## TASK TO COMPLETE:
Format every line of the entries below as a Markdown table with the columns Row and Line. Put a running number in Row and leave out any blank lines.

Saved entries

◇ ◇ ◇ ◇ ◇

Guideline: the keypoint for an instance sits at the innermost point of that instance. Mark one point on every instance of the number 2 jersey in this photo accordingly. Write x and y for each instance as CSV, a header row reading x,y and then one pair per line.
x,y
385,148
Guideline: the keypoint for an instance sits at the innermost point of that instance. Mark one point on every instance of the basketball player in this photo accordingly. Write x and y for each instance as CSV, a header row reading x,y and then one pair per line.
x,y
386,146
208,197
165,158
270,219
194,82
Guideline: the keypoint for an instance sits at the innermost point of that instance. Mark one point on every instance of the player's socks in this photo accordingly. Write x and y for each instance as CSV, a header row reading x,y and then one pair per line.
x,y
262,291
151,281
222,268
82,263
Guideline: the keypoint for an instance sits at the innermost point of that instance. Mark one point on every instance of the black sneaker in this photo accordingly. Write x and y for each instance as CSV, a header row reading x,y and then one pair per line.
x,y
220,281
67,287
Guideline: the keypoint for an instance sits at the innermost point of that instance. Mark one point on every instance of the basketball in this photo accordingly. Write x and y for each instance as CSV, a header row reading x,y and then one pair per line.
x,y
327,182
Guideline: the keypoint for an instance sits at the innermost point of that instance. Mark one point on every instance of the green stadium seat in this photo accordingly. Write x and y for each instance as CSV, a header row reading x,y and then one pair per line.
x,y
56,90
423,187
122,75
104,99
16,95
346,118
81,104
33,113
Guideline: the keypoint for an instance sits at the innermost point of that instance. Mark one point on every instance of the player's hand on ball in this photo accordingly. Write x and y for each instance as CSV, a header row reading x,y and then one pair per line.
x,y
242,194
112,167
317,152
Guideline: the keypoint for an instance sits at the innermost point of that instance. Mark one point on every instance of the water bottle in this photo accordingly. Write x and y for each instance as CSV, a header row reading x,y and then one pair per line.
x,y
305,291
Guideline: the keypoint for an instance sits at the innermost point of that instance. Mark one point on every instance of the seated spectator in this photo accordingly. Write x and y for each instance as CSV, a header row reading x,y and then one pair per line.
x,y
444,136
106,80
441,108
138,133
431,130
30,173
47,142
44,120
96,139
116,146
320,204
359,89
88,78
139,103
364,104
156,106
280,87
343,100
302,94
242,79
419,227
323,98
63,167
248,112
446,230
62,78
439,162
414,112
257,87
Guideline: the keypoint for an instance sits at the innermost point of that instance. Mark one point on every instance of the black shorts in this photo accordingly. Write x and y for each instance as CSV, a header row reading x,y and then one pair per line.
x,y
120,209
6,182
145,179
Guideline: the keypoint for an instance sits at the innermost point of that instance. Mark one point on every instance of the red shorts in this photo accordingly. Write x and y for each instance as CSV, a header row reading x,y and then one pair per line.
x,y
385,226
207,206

◇ ◇ ◇ ◇ ◇

## WRITTEN ANSWER:
| Row | Line |
|---|---|
| 1 | Guideline: the keypoint for an instance sits at the innermost point of that instance. Mark one point on every instance of the number 2 jersey in this photo accordingly. Write x and y for each instance as CSV, a header row reading x,y and then one pair per line. |
| 2 | x,y |
| 3 | 385,148 |
| 4 | Guideline: the keypoint for an instance sits at the innermost point of that instance. Mark one point on every instance of the basketball player in this photo accordingly. Write x and y for each instance as CSV, a header row reading x,y and then one pair per line. |
| 5 | x,y |
| 6 | 386,146 |
| 7 | 208,197 |
| 8 | 165,158 |
| 9 | 270,219 |
| 10 | 194,82 |
| 11 | Guideline: the keypoint for an instance sits at the innermost point of that instance. Mark one point on every instance of the player's socks in this photo accordingly. Write x and y for each instance as CSV, a header row reading x,y and then one pair per line. |
| 12 | x,y |
| 13 | 262,291 |
| 14 | 151,281 |
| 15 | 222,268 |
| 16 | 82,263 |
| 17 | Guideline: the keypoint for an instance sits at the innermost point of that instance. Mark one point on every instance of the black sneaker in this photo accordingly. Write x and y for each instance as CSV, a header row reading x,y and then one pair per line. |
| 18 | x,y |
| 19 | 220,281 |
| 20 | 67,287 |
| 21 | Guideline: the keypoint for an instance sits at the innermost point of that instance. Mark one point on every instance of the basketball in this photo accordingly. Write x and y for each instance as CSV, a header row reading x,y and then one pair per line. |
| 22 | x,y |
| 23 | 327,182 |
| 24 | Guideline: the keypoint for an instance sits at the innermost point of that instance. Mark one point on every instance of the green stadium seat in this photo accordingly. Write x and y for each instance as CSV, a header row reading x,y and then one pair per line. |
| 25 | x,y |
| 26 | 56,90 |
| 27 | 423,187 |
| 28 | 122,75 |
| 29 | 104,99 |
| 30 | 16,95 |
| 31 | 346,118 |
| 32 | 81,104 |
| 33 | 33,113 |
| 34 | Guideline: the keypoint for an instance sits at the innermost point of that instance. Mark one point on every instance of the player's hand on ball in this photo accordingly. Write x and y for each instance as CSV, a header row reading x,y and then one pair per line. |
| 35 | x,y |
| 36 | 242,194 |
| 37 | 112,167 |
| 38 | 317,152 |
| 39 | Guideline: the keypoint for an instance sits at the innermost point of that instance. Mark one point on every instance of the water bottle in this photo accordingly. Write x and y for each instance as CSV, a header row reading x,y and then one pair per line. |
| 40 | x,y |
| 41 | 305,291 |
| 42 | Guideline: the keypoint for an instance sits at the innermost point of that instance. Mark one point on every instance of the seated spectator in this photo accordingly. Write x and y for each instance as CSV, a header row reading x,y and then one pair per line. |
| 43 | x,y |
| 44 | 444,136 |
| 45 | 106,80 |
| 46 | 441,108 |
| 47 | 138,133 |
| 48 | 431,130 |
| 49 | 30,173 |
| 50 | 47,142 |
| 51 | 44,120 |
| 52 | 96,139 |
| 53 | 116,146 |
| 54 | 320,204 |
| 55 | 359,89 |
| 56 | 88,78 |
| 57 | 139,103 |
| 58 | 364,104 |
| 59 | 156,106 |
| 60 | 280,87 |
| 61 | 343,100 |
| 62 | 302,94 |
| 63 | 242,79 |
| 64 | 419,227 |
| 65 | 323,98 |
| 66 | 63,167 |
| 67 | 248,112 |
| 68 | 446,230 |
| 69 | 62,78 |
| 70 | 439,162 |
| 71 | 414,112 |
| 72 | 257,87 |
| 73 | Guideline: the keypoint for an instance sits at the innermost point of that instance. Mark one point on every instance of the black shorts in this photo accordingly. Write x and y for each instance as CSV, a header row reading x,y and then one pair per line. |
| 74 | x,y |
| 75 | 120,209 |
| 76 | 6,182 |
| 77 | 145,179 |
| 78 | Guideline: the keypoint for an instance sits at the innermost point of that instance. Mark one point on every instance of the red shorts in this photo accordingly. Write x and y for each instance as CSV, a header row reading x,y and then one pair per line. |
| 79 | x,y |
| 80 | 385,226 |
| 81 | 207,206 |